→ READING PASSAGE
(begin)

Here is a special posting, a review written by frequent guest critic and writer for this blog, John W. Barker. Barker (below) is an emeritus professor of Medieval history at the University of Wisconsin-Madison. He also is a well-known classical music critic who writes for Isthmus and the American Record Guide, and who for 12 years hosted an early music show every other Sunday morning on WORT FM 89.9 FM. He serves on the Board of Advisors for the Madison Early Music Festival and frequently gives pre-concert lectures in Madison.

John Barker

By John W. Barker

This weekend, the Madison Symphony Orchestra will bring us that giant among symphonies, Beethoven’s Ninth. We now take that work so for granted as a musical summit by itself that we lose sight of its enormous impact on composers of the rest of the 19th century.

The introduction of solo and choral voices into an orchestral symphony score was radical, and inspired many responses. One was the efforts of Hector Berlioz to infuse the elements of opera into a symphonically structured work, resulting in that masterpiece, his “dramatic symphony” Romeo et Juliette. Richard Wagner, by contrast, built an entire career of casting operas in symphonic terms. The culmination of the “choral symphony” came with three of the symphonies by Gustav Mahler (Nos. 2, 3 and 8).

(end)

→ GOAL OF THE EXERCISE
Reproduce the part of the Beethoven review starting with "By John W. Barker" and going on through "the 19th century.".

→ SUPPLIED ENTRIES
(begin)

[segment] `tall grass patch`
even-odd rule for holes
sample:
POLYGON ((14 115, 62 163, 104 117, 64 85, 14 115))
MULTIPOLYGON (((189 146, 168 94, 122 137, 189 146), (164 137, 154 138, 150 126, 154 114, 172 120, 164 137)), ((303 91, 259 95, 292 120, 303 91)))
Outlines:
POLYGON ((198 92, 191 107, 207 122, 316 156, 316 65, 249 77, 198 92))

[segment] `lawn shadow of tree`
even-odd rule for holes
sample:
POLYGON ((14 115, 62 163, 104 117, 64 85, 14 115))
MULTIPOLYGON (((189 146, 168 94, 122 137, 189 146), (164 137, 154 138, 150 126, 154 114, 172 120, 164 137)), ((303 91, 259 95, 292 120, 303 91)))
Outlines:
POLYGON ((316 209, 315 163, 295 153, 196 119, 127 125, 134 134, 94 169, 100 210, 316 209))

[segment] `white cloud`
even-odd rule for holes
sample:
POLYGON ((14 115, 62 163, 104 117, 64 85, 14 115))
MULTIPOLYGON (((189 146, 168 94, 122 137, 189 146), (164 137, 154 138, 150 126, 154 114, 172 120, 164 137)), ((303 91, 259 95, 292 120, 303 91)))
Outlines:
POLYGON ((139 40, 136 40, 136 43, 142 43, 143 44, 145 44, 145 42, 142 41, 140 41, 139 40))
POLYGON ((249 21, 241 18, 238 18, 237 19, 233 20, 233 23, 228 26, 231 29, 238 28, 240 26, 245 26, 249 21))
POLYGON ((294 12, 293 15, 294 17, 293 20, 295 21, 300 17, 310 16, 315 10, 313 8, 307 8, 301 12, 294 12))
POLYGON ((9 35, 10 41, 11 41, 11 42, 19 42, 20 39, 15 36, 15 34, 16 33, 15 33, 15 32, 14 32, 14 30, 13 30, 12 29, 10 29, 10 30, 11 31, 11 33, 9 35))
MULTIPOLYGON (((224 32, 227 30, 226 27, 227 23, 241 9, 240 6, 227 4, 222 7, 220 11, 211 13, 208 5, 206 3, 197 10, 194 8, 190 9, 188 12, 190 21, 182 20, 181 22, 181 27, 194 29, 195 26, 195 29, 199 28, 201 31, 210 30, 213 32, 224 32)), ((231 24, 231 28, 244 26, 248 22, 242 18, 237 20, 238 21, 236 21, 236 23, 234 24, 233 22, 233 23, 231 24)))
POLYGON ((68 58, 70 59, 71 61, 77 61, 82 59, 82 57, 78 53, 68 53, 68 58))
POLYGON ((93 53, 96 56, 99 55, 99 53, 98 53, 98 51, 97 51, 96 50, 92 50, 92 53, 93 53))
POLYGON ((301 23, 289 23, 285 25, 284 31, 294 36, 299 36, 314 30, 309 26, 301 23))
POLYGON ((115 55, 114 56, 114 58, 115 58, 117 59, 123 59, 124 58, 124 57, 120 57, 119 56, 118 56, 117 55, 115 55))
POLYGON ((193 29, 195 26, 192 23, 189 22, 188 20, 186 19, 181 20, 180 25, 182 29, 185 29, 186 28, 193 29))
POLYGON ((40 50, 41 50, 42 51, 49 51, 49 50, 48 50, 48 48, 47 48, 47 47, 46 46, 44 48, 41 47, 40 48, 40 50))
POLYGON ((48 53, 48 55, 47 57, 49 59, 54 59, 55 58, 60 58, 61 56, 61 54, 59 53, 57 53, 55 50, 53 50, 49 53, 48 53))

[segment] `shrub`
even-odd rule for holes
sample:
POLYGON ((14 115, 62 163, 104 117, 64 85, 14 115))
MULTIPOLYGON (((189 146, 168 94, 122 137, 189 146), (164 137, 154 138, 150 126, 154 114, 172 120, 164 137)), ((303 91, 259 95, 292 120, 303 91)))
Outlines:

(end)

→ OUTPUT BELOW
By John W. Barker

This weekend, the Madison Symphony Orchestra will bring us that giant among symphonies, Beethoven’s Ninth. We now take that work so for granted as a musical summit by itself that we lose sight of its enormous impact on composers of the rest of the 19th century.